Your task:
Give every line of the records below as a JSON list of strings, one string per line, with blank lines omitted.

Saved data entries:
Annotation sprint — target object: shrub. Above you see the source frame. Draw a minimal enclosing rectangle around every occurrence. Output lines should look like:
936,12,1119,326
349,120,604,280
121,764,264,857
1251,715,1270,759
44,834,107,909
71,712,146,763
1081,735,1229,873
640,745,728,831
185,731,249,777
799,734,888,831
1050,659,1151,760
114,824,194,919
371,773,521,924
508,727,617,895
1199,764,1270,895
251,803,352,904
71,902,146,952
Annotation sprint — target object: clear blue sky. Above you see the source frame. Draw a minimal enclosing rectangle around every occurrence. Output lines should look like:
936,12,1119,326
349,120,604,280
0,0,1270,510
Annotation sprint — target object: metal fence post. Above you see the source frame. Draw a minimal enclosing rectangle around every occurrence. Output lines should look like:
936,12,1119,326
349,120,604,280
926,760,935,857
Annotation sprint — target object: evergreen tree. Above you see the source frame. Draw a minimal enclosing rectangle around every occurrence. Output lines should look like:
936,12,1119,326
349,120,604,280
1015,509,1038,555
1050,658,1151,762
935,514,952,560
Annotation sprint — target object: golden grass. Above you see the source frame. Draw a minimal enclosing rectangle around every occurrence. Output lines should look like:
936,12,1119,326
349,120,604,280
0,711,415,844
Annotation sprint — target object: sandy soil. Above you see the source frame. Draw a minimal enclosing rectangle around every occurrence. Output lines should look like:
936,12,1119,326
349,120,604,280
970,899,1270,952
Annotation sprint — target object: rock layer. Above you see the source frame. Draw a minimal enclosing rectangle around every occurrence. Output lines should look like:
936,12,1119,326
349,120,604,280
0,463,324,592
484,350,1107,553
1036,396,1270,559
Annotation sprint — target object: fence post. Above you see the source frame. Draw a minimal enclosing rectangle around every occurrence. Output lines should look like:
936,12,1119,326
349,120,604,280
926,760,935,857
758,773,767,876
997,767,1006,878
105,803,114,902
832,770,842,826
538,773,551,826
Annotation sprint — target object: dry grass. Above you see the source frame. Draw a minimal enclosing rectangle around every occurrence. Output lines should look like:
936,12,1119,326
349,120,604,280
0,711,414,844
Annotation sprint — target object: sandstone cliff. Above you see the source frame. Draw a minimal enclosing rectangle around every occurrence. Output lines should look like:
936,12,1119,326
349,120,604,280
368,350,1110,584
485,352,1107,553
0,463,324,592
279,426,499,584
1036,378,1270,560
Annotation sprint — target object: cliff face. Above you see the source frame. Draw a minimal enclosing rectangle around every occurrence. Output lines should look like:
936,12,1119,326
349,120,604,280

In response:
[
  "Annotation sprint — target object: shrub. Above you see the source frame. Draw a minimal enclosing rectangle around every occurrence. Output lines should look like:",
  "936,12,1119,326",
  "349,120,604,280",
  "121,764,264,857",
  "1251,715,1270,759",
  "44,834,107,909",
  "71,712,146,763",
  "1081,735,1229,873",
  "640,745,728,831",
  "185,731,249,777",
  "799,734,888,831",
  "1050,659,1151,760",
  "114,824,194,919",
  "371,773,521,924",
  "508,727,617,895",
  "1199,764,1270,895",
  "251,803,352,904",
  "71,902,146,952",
  "Annotation sprint — target object: clear blue sky. Above you see the source frame. Draw a minimal enclosing rectangle around every occurrence. Output lines should look like:",
  "936,12,1119,326",
  "349,120,604,280",
  "0,0,1270,510",
  "Annotation sprint — target object: metal fence post. Above you see the source frame. Draw a minimal enclosing rectangle around every occurrence. Output lines should look like:",
  "936,12,1119,326",
  "349,120,604,280",
  "926,760,935,857",
  "Annotation sprint — target object: evergreen tree. Above you see the source frame. Draw a minimal enclosing rectangle around every occurrence. Output lines should look like:",
  "936,12,1119,326",
  "349,120,604,280",
  "1015,509,1038,555",
  "1050,658,1151,762",
  "935,514,952,560",
  "Annotation sprint — target object: golden grass. Above you see the source frame. Draw a minimal enclosing rectangle around every occurrence. Output lines should look like:",
  "936,12,1119,326",
  "349,120,604,280",
  "0,711,415,844",
  "Annotation sprint — target object: sandy soil. Above you see the source frame. Draw a minimal enclosing rectangle around every occurrence. Output lines should look like:",
  "936,12,1119,326",
  "349,120,604,280",
  "970,899,1270,952",
  "Annotation sprint — target object: rock layer. Above you see the source frame. Draw a minimal enclosing rectangle around every occurrence. Output lines should look like:",
  "936,12,1119,326",
  "349,120,604,280",
  "0,463,324,592",
  "484,350,1107,553",
  "1036,396,1270,559",
  "Annotation sprint — target object: fence post. Above you see the source frame. Draw a minimal enclosing rectangle around every occurrence. Output lines should look like:",
  "936,12,1119,326",
  "349,120,604,280",
  "926,760,935,857",
  "758,773,767,876",
  "997,767,1006,878",
  "105,803,114,902",
  "832,770,842,826",
  "538,773,551,826",
  "Annotation sprint — target object: dry grass. Above you see the source frame. Draw a minimal enclosing rectangle around every occurrence. Output lines should look like:",
  "936,12,1119,326",
  "349,120,604,280",
  "0,711,414,844",
  "Annotation sprint — target object: sandstone cliff. Above you see the source frame. Draw a minimal enclosing rectangle around every occurrence. Output lines should look like:",
  "936,12,1119,326",
  "349,120,604,280",
  "368,350,1110,584",
  "485,352,1107,553",
  "0,463,324,592",
  "279,426,499,584",
  "1036,378,1270,560",
  "Annotation sprint — target object: cliff face. Above you see the source frame. Draw a minimal enclosing rectangle around every occurrence. Output lines should look like:",
  "936,12,1119,326",
  "349,120,604,280"
]